— Start PROVIDED DATA —
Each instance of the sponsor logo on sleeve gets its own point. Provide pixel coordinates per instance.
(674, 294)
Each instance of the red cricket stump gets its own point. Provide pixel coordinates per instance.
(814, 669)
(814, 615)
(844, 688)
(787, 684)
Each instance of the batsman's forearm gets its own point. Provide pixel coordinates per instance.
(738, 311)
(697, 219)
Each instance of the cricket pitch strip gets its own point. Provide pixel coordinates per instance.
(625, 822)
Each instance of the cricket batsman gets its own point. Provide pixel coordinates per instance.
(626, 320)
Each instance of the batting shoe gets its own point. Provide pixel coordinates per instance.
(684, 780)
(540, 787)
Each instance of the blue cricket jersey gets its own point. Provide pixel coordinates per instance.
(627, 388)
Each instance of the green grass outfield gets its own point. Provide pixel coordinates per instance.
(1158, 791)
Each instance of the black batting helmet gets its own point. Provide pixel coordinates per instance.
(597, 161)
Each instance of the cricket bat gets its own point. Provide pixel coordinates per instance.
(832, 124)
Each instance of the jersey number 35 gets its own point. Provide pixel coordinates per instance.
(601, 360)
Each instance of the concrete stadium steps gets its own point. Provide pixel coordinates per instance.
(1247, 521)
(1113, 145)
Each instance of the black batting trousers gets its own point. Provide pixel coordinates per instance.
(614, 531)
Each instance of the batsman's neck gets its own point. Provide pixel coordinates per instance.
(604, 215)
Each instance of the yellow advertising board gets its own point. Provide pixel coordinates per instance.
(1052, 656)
— End PROVIDED DATA —
— Start PROVIDED DATA —
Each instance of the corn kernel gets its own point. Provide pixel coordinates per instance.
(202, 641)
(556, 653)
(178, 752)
— End PROVIDED DATA —
PROBLEM TO SOLVE:
Can you reproduce the data word for word, starting at the line that contains "Each instance of the sponsor" and going on through the line that contains "(1113, 145)", with both of those lines included?

RESPONSE TO THE TASK:
Each instance of the sponsor logo on sleeve gets its own point. Provide pixel coordinates per instance.
(674, 294)
Each instance of the red cricket stump gets its own point. Provide pixel coordinates per instance.
(814, 669)
(814, 615)
(844, 688)
(787, 684)
Each instance of the batsman's forearm gets its own point. Provide pixel coordinates per instance.
(738, 311)
(697, 219)
Each instance of the cricket pitch strip gets its own point. Provide pixel coordinates per instance.
(625, 822)
Each instance of the cricket batsman gets its own point. Provide pixel coordinates per instance.
(626, 320)
Each instance of the batting shoe gets its own point. Provide pixel coordinates per instance.
(684, 780)
(540, 787)
Each instance of the blue cricket jersey gets its own point. Provide pixel coordinates per instance.
(627, 388)
Each instance of the green grass outfield gets its own point. Provide pixel coordinates per instance.
(1158, 791)
Each instance of the black batting helmet gets its own point. Provide pixel coordinates per instance.
(597, 161)
Each instance of the cricket bat gets its own point. Provide pixel coordinates per instance.
(832, 124)
Each instance of the jersey number 35 gets its own point. Provide pixel coordinates per instance.
(601, 360)
Each instance of the concrete stadium steps gets its own point. Provide pixel coordinates per instance.
(1247, 521)
(1113, 145)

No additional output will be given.